[Exercise instructions]
Update the part of the records that opens with the line containing "Could you mark the region of every instance of the brick" and runs through the end of the records by replacing "background" with "empty space". Leave everything else unchanged.

[Dataset items]
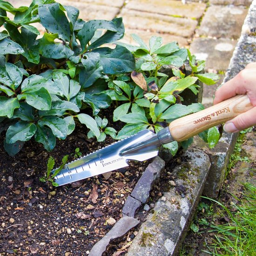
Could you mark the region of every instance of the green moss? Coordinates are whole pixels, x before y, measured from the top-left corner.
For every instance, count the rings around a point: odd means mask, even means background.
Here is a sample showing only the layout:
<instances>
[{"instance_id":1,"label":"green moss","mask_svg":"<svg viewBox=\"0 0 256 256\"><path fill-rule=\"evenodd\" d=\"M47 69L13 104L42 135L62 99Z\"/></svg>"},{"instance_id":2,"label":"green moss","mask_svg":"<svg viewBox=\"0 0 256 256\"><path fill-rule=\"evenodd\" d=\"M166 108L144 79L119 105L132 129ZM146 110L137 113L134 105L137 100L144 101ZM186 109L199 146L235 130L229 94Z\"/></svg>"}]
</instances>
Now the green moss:
<instances>
[{"instance_id":1,"label":"green moss","mask_svg":"<svg viewBox=\"0 0 256 256\"><path fill-rule=\"evenodd\" d=\"M141 245L143 247L146 247L147 246L152 246L150 242L153 241L153 237L154 236L150 233L143 232L141 240Z\"/></svg>"}]
</instances>

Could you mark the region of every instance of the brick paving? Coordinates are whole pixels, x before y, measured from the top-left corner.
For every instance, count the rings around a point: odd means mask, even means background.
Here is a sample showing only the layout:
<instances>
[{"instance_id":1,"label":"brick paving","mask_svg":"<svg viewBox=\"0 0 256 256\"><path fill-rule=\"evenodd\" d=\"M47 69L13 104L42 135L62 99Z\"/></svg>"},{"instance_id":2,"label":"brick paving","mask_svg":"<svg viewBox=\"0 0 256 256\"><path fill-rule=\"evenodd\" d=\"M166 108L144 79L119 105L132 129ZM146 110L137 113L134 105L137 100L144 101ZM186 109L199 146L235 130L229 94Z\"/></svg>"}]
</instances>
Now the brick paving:
<instances>
[{"instance_id":1,"label":"brick paving","mask_svg":"<svg viewBox=\"0 0 256 256\"><path fill-rule=\"evenodd\" d=\"M19 1L9 0L14 6ZM206 71L225 73L252 0L59 0L80 10L85 20L110 20L122 17L125 34L122 41L135 44L131 34L146 43L153 35L161 36L163 43L176 41L189 47L198 59L206 61ZM23 0L28 6L30 0ZM205 87L203 103L212 102L213 95L221 83Z\"/></svg>"}]
</instances>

[Solution for this exercise]
Could you mark the region of every instance of the brick paving? Coordinates are whole pixels, x before y, measured from the top-left corner.
For every instance, count the rings around a point: odd means mask, even means empty space.
Here is a sample showing only the layout:
<instances>
[{"instance_id":1,"label":"brick paving","mask_svg":"<svg viewBox=\"0 0 256 256\"><path fill-rule=\"evenodd\" d=\"M47 69L13 104L42 135L62 99Z\"/></svg>"},{"instance_id":2,"label":"brick paving","mask_svg":"<svg viewBox=\"0 0 256 256\"><path fill-rule=\"evenodd\" d=\"M166 108L144 79L119 105L132 129ZM146 110L137 113L134 105L137 100L144 101ZM186 109L199 146L235 130L229 94Z\"/></svg>"}]
</instances>
Now the brick paving:
<instances>
[{"instance_id":1,"label":"brick paving","mask_svg":"<svg viewBox=\"0 0 256 256\"><path fill-rule=\"evenodd\" d=\"M19 1L9 0L14 6ZM206 71L225 73L252 0L59 0L80 10L85 20L110 20L122 17L125 34L122 41L135 44L131 34L146 43L153 35L161 36L163 43L176 41L189 47L198 59L206 61ZM23 0L28 6L30 0ZM205 87L203 103L212 102L213 95L221 83Z\"/></svg>"}]
</instances>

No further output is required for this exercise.